WHAT TO WORK ON: Provide an exact transcription of all the records.

THE DATA:
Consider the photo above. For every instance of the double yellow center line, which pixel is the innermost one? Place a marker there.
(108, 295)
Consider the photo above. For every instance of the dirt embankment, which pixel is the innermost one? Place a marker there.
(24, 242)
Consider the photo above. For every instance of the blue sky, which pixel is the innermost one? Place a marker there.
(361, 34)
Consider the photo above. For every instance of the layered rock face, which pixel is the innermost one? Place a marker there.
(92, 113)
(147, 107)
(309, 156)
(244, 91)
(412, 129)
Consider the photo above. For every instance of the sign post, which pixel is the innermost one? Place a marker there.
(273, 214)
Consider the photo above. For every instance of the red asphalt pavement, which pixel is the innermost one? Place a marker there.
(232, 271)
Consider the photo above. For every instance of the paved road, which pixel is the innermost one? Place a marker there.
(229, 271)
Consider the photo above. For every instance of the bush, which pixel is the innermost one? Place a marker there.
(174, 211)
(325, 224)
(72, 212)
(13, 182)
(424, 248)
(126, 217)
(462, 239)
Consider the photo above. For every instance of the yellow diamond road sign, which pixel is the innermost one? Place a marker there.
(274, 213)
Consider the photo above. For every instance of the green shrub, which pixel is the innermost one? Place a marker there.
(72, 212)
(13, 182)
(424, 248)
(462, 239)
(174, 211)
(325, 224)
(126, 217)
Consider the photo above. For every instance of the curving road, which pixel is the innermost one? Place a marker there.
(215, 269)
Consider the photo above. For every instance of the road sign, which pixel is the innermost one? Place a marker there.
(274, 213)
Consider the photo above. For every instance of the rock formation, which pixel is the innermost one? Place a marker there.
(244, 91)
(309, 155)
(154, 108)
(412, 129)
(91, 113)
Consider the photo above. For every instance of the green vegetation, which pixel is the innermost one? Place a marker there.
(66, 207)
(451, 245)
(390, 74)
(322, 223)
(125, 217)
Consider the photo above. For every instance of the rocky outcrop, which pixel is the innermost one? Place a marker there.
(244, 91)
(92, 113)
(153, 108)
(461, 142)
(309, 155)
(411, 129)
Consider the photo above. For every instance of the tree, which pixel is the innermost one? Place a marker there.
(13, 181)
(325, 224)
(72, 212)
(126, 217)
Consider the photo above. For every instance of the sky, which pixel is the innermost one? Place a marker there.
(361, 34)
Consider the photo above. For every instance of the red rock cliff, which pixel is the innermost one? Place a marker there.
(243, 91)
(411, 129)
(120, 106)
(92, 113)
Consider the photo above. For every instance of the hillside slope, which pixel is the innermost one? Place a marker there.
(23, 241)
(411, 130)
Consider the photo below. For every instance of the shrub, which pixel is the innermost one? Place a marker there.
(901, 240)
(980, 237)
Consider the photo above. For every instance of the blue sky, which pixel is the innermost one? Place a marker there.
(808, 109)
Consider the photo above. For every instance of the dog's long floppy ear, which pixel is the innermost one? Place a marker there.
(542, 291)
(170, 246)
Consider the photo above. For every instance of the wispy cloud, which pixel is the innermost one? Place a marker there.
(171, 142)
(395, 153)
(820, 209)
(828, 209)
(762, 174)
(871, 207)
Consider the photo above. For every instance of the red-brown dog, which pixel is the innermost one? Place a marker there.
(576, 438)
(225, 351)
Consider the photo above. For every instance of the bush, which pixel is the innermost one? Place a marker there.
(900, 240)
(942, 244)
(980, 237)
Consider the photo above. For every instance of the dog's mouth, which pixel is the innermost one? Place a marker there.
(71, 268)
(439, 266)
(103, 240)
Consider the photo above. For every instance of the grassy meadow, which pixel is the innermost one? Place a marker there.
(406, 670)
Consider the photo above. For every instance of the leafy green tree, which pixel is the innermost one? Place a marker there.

SOLUTION FOR THIS TASK:
Consider the photo above. For every instance of the double yellow center line, which pixel is the innermost one? Place a marker there.
(108, 295)
Consider the photo above. For every instance of the dirt embankment, which pixel is the innermost one? Place a marker there.
(24, 242)
Consider the photo above. For every instance of the blue sky, which pixel is the innermost one? Place a marker there.
(361, 34)
Consider the photo above. For every instance of the layered rock face, which pixel is the innermost one? Place a marker there.
(92, 113)
(147, 107)
(309, 156)
(244, 91)
(412, 129)
Consider the photo above. For every instance of the sign post, which pixel is the innermost one? Place a marker there.
(273, 214)
Consider the photo above. For every instance of the red asphalt pavement, which pixel is the innermost one? Place a marker there.
(232, 271)
Consider the photo above. For every instance of the paved road, which pixel is the innermost one? Place a marker there.
(229, 271)
Consider the photo above. For every instance of the bush, which pixel is the innermost one? Place a marker there.
(174, 211)
(325, 224)
(72, 212)
(13, 182)
(424, 248)
(126, 217)
(462, 239)
Consider the photo above. For every instance of the yellow diamond road sign, which pixel is the innermost one? Place a marker there.
(274, 213)
Consider the photo above. For every instance of the green shrub, which pixel is the innermost one? Place a marker there.
(72, 212)
(13, 182)
(424, 248)
(462, 239)
(174, 211)
(325, 224)
(126, 217)
Consider the photo above. For every instance of the curving road, which pixel is the innermost one? Place a marker there.
(215, 269)
Consider the photo above. For every instance of the road sign, which pixel is the innermost one? Place a marker there.
(274, 213)
Consider the photo above. For every instance of the rock formation, which pixel is the innermost one? Place a marker there.
(244, 91)
(309, 155)
(154, 108)
(412, 129)
(91, 113)
Consider the photo above. For every instance of the green vegetation, which pixel is the innermost one? Place a marker there.
(66, 207)
(451, 245)
(390, 74)
(322, 223)
(125, 217)
Consider the photo above. For every instance of the rocky outcrop, which pixel is the innermost one? Place a marker there.
(244, 91)
(92, 113)
(153, 108)
(461, 142)
(309, 155)
(411, 129)
Consider the photo above. For every instance of the tree, which pixel is the innermost one? Place a marker there.
(13, 181)
(325, 224)
(72, 212)
(126, 217)
Consider the photo above. For every instance of the sky, which pixel is the innermost one? Place a marker there.
(361, 34)
Consider the photo above. For every instance of the red rock cliff, which pixel is the innermost one? Place a marker there.
(243, 91)
(411, 129)
(120, 106)
(92, 113)
Consider the photo above. For every instance of the hillside slope, which pixel is the innermost one? Place a marker there.
(23, 241)
(411, 130)
Consider the photo below. For every instance of the shrub, which pixel is the innermost one? Place a marker there.
(901, 240)
(980, 237)
Consider the photo above. For every instance of the blue sky, which pixel is the innermost one? Place a marker there.
(808, 109)
Consider the photo above. For every instance of the dog's long floppy ear, which pixel is the innermost one? Place a marker there.
(542, 291)
(170, 246)
Consider the photo above. For every instance of the wispy cloud, which pixel is the innermost one? Place a marker there.
(171, 142)
(395, 153)
(820, 209)
(828, 209)
(762, 174)
(871, 207)
Consider the photo above. For every instance of the red-brown dog, which pixel is the innermost one? Place a marker there.
(576, 438)
(225, 351)
Consider the photo above. For every instance of the bush, which pixel is the innermost one? Place a marker there.
(900, 240)
(942, 244)
(980, 237)
Consider the photo above. For every instance of the dog's mouth, which pixel is the innermost one? Place a marker there.
(71, 268)
(439, 266)
(103, 240)
Consider the photo above. For every instance of the grassy meadow, which pixel is the innermost one? Place a marker there.
(406, 670)
Consider the photo above. For every instance of the leafy green tree, which pixel is the innermost one? Place a marker there.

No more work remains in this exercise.